- What the task asks: Look through the material that follows and show every line with the string "background".

- Data extract:

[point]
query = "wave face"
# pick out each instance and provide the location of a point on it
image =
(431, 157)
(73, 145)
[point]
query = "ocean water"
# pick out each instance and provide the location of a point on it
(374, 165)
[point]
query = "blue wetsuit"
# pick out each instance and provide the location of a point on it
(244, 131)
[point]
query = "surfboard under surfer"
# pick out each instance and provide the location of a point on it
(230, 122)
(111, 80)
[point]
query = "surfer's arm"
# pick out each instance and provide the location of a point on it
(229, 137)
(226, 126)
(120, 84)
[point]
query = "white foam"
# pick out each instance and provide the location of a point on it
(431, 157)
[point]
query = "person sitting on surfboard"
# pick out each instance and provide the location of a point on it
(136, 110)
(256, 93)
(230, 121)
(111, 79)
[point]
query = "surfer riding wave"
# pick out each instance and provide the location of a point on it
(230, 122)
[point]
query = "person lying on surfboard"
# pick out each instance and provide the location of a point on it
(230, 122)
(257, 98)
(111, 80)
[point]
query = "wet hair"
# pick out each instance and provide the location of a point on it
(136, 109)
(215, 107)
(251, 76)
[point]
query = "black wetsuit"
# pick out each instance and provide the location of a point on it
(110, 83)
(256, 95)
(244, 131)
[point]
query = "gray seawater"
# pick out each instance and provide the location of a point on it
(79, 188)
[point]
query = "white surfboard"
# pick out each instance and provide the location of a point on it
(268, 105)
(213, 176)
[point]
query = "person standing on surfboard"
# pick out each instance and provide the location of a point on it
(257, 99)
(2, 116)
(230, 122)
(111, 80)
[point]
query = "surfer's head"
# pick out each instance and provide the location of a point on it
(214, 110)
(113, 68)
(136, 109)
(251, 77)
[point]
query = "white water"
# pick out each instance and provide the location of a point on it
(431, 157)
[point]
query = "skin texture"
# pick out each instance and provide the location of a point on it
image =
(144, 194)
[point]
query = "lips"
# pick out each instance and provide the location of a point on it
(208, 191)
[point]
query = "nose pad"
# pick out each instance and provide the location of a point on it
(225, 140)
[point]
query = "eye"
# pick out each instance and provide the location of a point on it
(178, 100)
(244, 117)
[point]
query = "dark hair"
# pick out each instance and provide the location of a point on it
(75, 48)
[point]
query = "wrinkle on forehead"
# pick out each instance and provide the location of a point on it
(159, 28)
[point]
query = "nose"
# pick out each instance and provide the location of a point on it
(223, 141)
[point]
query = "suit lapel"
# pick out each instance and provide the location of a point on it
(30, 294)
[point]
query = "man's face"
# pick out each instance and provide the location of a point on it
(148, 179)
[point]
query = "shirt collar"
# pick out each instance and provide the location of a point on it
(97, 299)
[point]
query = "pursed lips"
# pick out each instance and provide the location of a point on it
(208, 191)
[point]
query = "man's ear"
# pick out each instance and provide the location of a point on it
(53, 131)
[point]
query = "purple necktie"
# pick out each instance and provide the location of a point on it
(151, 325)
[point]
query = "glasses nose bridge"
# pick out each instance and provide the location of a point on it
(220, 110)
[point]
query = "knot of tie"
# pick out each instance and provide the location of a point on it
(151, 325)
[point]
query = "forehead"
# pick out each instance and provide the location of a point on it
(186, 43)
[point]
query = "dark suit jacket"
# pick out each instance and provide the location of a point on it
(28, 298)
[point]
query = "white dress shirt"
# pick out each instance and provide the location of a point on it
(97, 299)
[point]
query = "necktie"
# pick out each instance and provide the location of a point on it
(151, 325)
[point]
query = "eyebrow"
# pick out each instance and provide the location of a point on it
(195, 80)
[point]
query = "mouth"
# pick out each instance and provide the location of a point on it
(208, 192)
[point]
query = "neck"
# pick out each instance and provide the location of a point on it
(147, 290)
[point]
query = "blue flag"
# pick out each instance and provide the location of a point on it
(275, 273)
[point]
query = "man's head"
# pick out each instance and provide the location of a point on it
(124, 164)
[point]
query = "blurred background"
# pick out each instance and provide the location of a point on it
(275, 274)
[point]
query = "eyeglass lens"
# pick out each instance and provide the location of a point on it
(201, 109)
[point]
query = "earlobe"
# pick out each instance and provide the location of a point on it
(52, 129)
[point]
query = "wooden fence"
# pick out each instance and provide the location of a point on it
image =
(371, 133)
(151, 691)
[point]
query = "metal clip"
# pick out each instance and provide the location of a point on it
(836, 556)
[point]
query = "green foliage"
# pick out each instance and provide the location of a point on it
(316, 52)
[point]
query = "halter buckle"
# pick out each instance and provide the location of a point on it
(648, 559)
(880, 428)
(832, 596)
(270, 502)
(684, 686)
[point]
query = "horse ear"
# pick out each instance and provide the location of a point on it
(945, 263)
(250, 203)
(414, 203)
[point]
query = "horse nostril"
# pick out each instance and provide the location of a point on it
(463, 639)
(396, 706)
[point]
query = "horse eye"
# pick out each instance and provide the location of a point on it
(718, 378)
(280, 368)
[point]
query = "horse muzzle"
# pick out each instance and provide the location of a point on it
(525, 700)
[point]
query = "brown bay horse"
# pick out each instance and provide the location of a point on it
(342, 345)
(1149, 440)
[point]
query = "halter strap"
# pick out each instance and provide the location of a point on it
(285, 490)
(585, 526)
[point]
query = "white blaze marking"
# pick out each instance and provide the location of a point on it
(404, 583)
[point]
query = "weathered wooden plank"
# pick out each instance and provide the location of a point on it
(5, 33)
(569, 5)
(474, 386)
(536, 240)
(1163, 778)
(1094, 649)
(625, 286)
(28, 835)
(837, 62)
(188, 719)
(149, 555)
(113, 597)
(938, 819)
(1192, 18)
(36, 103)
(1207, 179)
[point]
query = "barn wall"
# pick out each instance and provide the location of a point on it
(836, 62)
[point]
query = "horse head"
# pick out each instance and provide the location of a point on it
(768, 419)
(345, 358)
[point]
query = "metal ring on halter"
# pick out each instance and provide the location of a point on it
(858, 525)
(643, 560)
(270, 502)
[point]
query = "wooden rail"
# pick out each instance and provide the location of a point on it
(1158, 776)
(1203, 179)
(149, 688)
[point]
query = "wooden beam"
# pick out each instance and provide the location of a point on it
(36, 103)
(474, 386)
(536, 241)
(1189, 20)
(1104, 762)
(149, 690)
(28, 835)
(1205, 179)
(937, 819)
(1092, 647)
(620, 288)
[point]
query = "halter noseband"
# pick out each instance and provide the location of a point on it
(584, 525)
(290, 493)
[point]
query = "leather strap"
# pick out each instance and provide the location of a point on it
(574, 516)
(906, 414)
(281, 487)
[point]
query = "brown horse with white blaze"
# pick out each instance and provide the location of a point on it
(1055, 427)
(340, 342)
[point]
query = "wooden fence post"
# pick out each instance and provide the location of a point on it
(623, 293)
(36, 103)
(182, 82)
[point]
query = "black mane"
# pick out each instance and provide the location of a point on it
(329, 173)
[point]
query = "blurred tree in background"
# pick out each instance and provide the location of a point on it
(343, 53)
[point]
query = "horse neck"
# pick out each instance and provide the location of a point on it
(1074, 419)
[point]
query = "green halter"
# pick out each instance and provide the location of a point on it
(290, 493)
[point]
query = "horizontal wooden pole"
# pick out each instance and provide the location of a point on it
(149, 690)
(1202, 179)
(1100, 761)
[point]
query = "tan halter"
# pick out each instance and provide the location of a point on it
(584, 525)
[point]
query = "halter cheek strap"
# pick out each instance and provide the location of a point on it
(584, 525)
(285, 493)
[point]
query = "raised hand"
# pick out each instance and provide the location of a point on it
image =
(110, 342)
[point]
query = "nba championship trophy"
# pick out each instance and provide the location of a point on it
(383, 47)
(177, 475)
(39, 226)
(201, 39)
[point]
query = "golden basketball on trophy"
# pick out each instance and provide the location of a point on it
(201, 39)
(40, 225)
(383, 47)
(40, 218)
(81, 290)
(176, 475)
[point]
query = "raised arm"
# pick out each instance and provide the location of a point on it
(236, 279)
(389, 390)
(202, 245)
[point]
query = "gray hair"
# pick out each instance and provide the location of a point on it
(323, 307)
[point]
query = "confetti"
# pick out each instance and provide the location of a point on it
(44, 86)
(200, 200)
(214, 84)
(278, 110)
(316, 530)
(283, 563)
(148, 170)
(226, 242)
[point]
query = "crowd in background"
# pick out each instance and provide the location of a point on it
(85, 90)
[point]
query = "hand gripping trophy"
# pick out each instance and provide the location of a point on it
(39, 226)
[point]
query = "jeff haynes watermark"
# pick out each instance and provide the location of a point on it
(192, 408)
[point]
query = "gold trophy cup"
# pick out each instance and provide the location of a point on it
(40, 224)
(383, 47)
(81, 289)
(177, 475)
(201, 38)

- Response area:
query = "blurred background"
query = "blurred tree in background"
query = "crowd in background"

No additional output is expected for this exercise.